* TO DO *
Exclude the pictures, then repeat the remaining data exactly.

--------

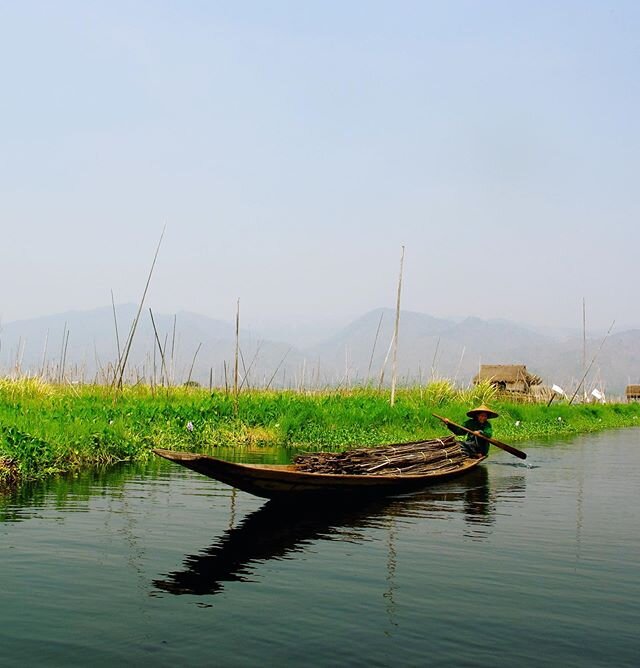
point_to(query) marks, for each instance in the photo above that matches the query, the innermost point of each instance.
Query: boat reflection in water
(278, 529)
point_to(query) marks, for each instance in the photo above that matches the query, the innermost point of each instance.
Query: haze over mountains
(202, 349)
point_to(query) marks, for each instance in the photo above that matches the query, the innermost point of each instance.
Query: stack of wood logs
(417, 458)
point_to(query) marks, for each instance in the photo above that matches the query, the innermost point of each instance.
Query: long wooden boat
(280, 480)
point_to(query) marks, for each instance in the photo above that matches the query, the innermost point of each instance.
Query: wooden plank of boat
(277, 480)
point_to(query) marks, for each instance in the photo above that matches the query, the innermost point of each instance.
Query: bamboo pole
(115, 322)
(395, 336)
(193, 362)
(122, 362)
(235, 367)
(155, 331)
(44, 354)
(591, 364)
(277, 369)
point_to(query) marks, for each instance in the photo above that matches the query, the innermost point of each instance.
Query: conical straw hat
(482, 409)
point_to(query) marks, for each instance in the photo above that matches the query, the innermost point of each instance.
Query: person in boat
(478, 422)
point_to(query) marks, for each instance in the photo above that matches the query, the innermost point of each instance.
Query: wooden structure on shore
(508, 378)
(633, 392)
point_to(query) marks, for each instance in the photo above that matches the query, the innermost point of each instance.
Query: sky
(291, 149)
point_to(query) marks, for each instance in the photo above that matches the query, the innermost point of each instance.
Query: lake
(530, 563)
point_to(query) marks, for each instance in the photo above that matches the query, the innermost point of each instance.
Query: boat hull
(277, 481)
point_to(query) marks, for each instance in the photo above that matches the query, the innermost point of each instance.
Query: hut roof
(506, 373)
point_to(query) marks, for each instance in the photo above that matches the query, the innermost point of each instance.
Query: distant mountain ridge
(203, 349)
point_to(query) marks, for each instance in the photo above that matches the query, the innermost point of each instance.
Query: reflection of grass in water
(49, 428)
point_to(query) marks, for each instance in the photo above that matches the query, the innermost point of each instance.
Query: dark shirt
(478, 445)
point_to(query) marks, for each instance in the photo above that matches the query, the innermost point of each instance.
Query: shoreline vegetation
(48, 429)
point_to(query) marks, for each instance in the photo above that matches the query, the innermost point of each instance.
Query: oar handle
(499, 444)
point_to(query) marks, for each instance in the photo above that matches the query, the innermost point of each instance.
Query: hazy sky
(292, 148)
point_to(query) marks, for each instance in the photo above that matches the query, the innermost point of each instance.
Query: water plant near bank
(47, 428)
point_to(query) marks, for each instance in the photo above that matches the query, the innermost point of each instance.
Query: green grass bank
(47, 429)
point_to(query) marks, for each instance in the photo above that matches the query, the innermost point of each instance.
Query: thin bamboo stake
(235, 367)
(386, 359)
(592, 361)
(193, 362)
(248, 370)
(173, 347)
(164, 365)
(122, 362)
(64, 334)
(115, 322)
(64, 357)
(44, 354)
(435, 357)
(395, 337)
(277, 369)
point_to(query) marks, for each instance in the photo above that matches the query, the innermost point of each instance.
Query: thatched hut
(508, 377)
(633, 392)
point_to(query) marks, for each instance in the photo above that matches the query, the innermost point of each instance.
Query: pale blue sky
(291, 148)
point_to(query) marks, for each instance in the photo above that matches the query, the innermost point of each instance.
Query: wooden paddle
(504, 446)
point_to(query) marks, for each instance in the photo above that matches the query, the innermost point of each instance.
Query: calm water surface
(513, 565)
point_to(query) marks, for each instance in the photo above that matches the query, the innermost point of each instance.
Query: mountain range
(202, 349)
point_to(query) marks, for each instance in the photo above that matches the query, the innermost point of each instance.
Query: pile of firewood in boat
(417, 458)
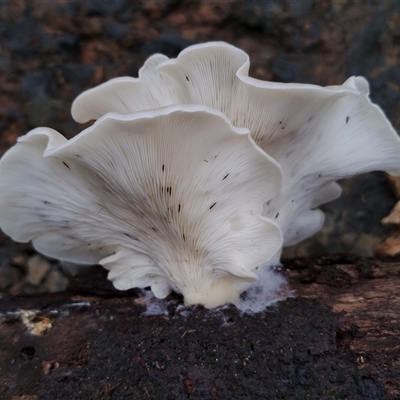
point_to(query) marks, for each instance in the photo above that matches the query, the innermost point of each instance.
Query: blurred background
(52, 51)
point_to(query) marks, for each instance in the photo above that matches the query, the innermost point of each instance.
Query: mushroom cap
(168, 198)
(317, 134)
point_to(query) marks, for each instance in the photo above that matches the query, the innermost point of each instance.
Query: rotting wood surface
(337, 339)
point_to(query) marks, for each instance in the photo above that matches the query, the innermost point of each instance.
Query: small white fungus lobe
(194, 175)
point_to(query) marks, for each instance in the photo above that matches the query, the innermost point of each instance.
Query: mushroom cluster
(194, 175)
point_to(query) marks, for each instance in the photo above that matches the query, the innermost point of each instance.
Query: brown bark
(336, 339)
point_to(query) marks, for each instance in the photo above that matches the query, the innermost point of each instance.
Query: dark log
(337, 338)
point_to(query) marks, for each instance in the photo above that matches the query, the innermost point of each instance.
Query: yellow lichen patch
(35, 323)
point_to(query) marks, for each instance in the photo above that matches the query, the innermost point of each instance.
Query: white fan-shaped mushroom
(168, 198)
(317, 134)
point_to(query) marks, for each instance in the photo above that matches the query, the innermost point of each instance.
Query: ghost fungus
(317, 134)
(168, 198)
(166, 189)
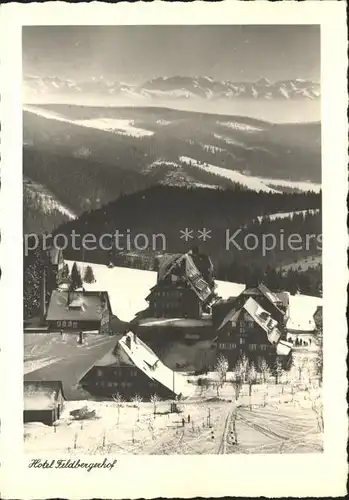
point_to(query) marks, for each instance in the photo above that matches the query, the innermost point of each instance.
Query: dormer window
(76, 304)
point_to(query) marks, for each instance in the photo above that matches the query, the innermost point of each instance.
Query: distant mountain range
(174, 88)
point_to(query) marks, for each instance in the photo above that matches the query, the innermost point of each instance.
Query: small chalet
(132, 368)
(251, 330)
(277, 304)
(318, 318)
(43, 401)
(76, 311)
(181, 291)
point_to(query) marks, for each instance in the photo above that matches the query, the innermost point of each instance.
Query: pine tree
(88, 275)
(76, 281)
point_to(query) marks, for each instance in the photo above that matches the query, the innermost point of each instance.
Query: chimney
(43, 296)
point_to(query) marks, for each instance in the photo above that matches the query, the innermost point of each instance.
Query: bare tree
(263, 369)
(319, 362)
(154, 398)
(221, 367)
(118, 400)
(242, 367)
(136, 400)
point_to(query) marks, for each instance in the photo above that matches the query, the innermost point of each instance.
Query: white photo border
(297, 475)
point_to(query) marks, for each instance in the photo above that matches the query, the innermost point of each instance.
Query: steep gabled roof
(259, 315)
(263, 319)
(143, 358)
(190, 274)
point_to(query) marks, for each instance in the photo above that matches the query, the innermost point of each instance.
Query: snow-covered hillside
(40, 197)
(116, 126)
(128, 289)
(253, 183)
(285, 215)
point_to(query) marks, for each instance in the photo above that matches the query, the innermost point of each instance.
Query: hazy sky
(136, 53)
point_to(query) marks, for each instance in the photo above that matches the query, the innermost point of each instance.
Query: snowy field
(274, 419)
(240, 126)
(123, 127)
(253, 183)
(285, 215)
(128, 289)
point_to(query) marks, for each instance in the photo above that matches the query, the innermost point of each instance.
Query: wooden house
(275, 304)
(132, 368)
(250, 330)
(318, 318)
(180, 291)
(43, 401)
(77, 311)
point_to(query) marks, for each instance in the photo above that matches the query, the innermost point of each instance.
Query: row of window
(119, 372)
(67, 324)
(168, 293)
(252, 347)
(123, 384)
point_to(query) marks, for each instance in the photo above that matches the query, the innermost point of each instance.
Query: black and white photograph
(173, 250)
(172, 220)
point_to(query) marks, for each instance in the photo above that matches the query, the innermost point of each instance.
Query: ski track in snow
(240, 126)
(284, 215)
(47, 200)
(113, 125)
(128, 288)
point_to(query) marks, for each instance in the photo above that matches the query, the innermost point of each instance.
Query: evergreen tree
(88, 275)
(76, 281)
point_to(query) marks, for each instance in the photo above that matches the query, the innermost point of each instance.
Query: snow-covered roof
(132, 350)
(302, 310)
(41, 395)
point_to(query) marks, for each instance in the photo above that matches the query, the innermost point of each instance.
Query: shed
(43, 401)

--------

* RESPONSE FOR THIS EXERCISE *
point_to(query) marks, for each instance in the photo above that matches the query, the innermost point of each instance.
Query: boat reflection in water
(278, 529)
point_to(query) marks, for each instance in the photo above that matches the query, the innermost point of each instance.
Query: haze over mountains
(202, 349)
point_to(query) marks, for each instance in the photo above that matches the query, the innermost point of each instance.
Query: stack of wood logs
(417, 458)
point_to(query) marks, for each instance in the photo above that matches the query, the innermost point of each instance.
Query: long wooden boat
(280, 480)
point_to(query) marks, for each instance in the photo above that matches the query, the innermost point of each instance.
Query: wooden plank of boat
(277, 480)
point_to(query) marks, for each instance in the photo above that matches the query, the innermost point of each instance.
Query: bamboo pole
(115, 322)
(395, 336)
(193, 362)
(122, 362)
(235, 367)
(155, 331)
(44, 354)
(591, 364)
(277, 369)
point_to(query) marks, for each instance in the photo above that matches the query, the innermost point of each instance.
Query: conical straw hat
(482, 409)
point_to(query) marks, for each instance in the photo above that matches the query, the innermost point of each instance.
Query: person in boat
(478, 422)
point_to(query) marks, for each instance in the photo above that matches the query, the innermost point of each instance.
Query: wooden structure on shore
(508, 378)
(633, 392)
point_to(query) marks, for each instance in the photo above that matches the query, the innermost point of each instance.
Query: sky
(291, 149)
point_to(query) marks, for each instance in the photo above that matches the query, the innermost point of each instance.
Query: lake
(530, 563)
point_to(query) marks, for each instance in the photo above that matches the query, the innermost point of each instance.
Query: boat hull
(277, 481)
point_to(query) marks, for each instance in the photo above that matches the query, the innermost point of each instance.
Query: hut roof
(506, 373)
point_to(query) marks, for each instance in the photo above that matches the query, the innermost point of each instance.
Query: distant mountain ridge
(203, 349)
point_to(query) marks, for each instance in the photo above that matches the query, the innermost point of each instance.
Query: reflection of grass in water
(49, 428)
point_to(query) marks, for each instance in the photo above that matches the query, the innermost point of each instance.
Query: dark shirt
(478, 445)
point_to(query) marks, for each instance in the photo above that matches the query, the innermost point of each instance.
Query: shoreline vegetation
(48, 429)
point_to(query) marks, for each instance in the photo above that matches the query, the innermost point of each instance.
Query: oar handle
(499, 444)
point_to(query) marks, for each instance in the photo above that matches the query, the innermost point of each instance.
Query: hazy sky
(292, 148)
point_to(query) marks, for each instance in the photo above that matches the query, the innermost point of each instance.
Query: water plant near bank
(47, 428)
point_to(query) marks, for each instance in the photo above that matches the query, the innermost point of each instance.
Query: green grass bank
(47, 429)
point_to(query) marks, for each instance in the photo above that matches the query, the innermost point of each instance.
Query: thin bamboo stake
(235, 367)
(386, 359)
(592, 361)
(193, 362)
(248, 370)
(173, 347)
(164, 365)
(122, 362)
(64, 334)
(115, 322)
(64, 357)
(44, 354)
(435, 357)
(395, 337)
(277, 369)
point_to(query) marks, for each instance in the photo above that matches the query, the innermost point of each instance.
Query: thatched hut
(508, 377)
(633, 392)
point_to(query) marks, for each instance in the photo above that matches the query, the innermost point of each instance.
Query: pale blue sky
(291, 148)
point_to(query) marks, for each instance in the photo above that matches the query, the innermost point of each instance.
Query: wooden paddle
(504, 446)
point_to(query) marks, for each instance in the photo above that matches the query, the innermost point of each instance.
Query: calm water surface
(513, 565)
point_to(query) marks, for each instance in the photo above that matches the query, the innermost point of each instance.
Query: mountain range
(202, 349)
point_to(query) marks, for each instance in the photo above that matches the query, the innermost point of each instance.
Query: pile of firewood in boat
(417, 458)
point_to(query) marks, for each instance in the photo above that matches the query, the innermost point of each instance.
Query: blurred background
(52, 51)
point_to(query) marks, for each instance in the photo above that matches the query, the innermost point of each instance.
Query: mushroom cap
(168, 198)
(317, 134)
point_to(query) marks, for each instance in the photo above that matches the query, the innermost point of each instance.
Query: rotting wood surface
(337, 339)
point_to(query) marks, for each instance in the photo above that matches the query, the innermost point of each instance.
Query: small white fungus lobe
(194, 175)
point_to(query) marks, for each instance in the photo above that matches the query, the innermost point of each instance.
Query: mushroom cluster
(194, 175)
point_to(query) marks, for each instance in the photo above that matches the query, the innermost point of each instance.
Query: brown bark
(336, 339)
point_to(query) marks, for each instance in the photo above that matches the query, the innermost point of each instance.
Query: dark log
(337, 338)
point_to(query) marks, for each instance in the photo above that matches the query, the innermost point of each instance.
Query: yellow lichen patch
(35, 323)
point_to(query) marks, for each instance in the photo above that matches the query, the innermost point of each instance.
Query: white fan-shaped mushroom
(168, 198)
(317, 134)
point_to(query) marks, for each instance in the photo above that matches the query, the innermost point of each instance.
Query: ghost fungus
(317, 134)
(168, 198)
(166, 189)
point_to(query) marks, for each instance in the photo above that matches the query, the innermost point of each instance.
Query: dormer window
(76, 304)
point_to(query) marks, for each instance in the photo above that matches the query, the innermost point of each instance.
Query: distant mountain range
(174, 88)
point_to(query) marks, for each instance in the photo above that matches the query, the innermost point of each instance.
Query: small chalet
(132, 368)
(251, 330)
(277, 304)
(318, 318)
(43, 401)
(76, 311)
(181, 291)
point_to(query) marks, for each instance in the photo above that matches the query, the innermost point of each instance.
Query: pine tree
(88, 275)
(76, 281)
point_to(query) marks, for each instance in the photo above that matches the query, the innermost point of each instance.
Query: chimney
(43, 296)
point_to(query) marks, for each instance in the photo above that matches the query, the innermost point of each instance.
Query: bare tree
(263, 369)
(319, 362)
(154, 398)
(221, 367)
(118, 400)
(242, 367)
(136, 400)
point_to(query) marks, for each instance in the photo above that matches the query, the innermost point of each instance.
Query: white photo border
(297, 475)
point_to(query) marks, for each instance in the photo above that matches the query, the innermost point of each instance.
Query: steep gabled roof
(259, 315)
(263, 319)
(143, 358)
(190, 274)
point_to(query) marks, for each instance in the photo above that matches the query, the innermost point of each instance.
Query: snow-covered hillside
(40, 197)
(116, 126)
(128, 289)
(253, 183)
(285, 215)
point_to(query) marks, for each instance in the photo above that matches the query, the innermost point of each instance.
Query: hazy sky
(136, 53)
point_to(query) marks, for each instance in the photo above that matches the query, the innermost point of each instance.
Query: snowy field
(274, 419)
(240, 126)
(123, 127)
(253, 183)
(285, 215)
(128, 289)
point_to(query) marks, for each instance in the photo above that matches the query, the innermost point of each instance.
Query: wooden house
(275, 304)
(132, 368)
(250, 330)
(318, 318)
(180, 291)
(43, 401)
(77, 311)
point_to(query) marks, for each instance in the photo above that matches the query, the innermost point of each instance.
Query: row of window
(119, 372)
(67, 324)
(168, 293)
(252, 347)
(123, 384)
point_to(query) marks, for each instance in the photo above that matches the query, the innermost point of each instance.
Query: black and white photograph
(173, 250)
(172, 220)
point_to(query) marks, for each instance in the photo above that matches the query, the innermost point of each instance.
Query: ski track in snow
(240, 126)
(284, 215)
(47, 200)
(113, 125)
(128, 288)
point_to(query) marks, for each instance in the photo above that matches the query, the innermost point of each instance.
Query: evergreen tree
(88, 275)
(76, 281)
point_to(query) marks, for each instance in the photo above that matches the query, the innermost point of each instance.
Query: snow-covered roof
(132, 350)
(302, 310)
(41, 395)
point_to(query) marks, for each instance in the photo above that matches the query, the innermost point of each instance.
Query: shed
(43, 401)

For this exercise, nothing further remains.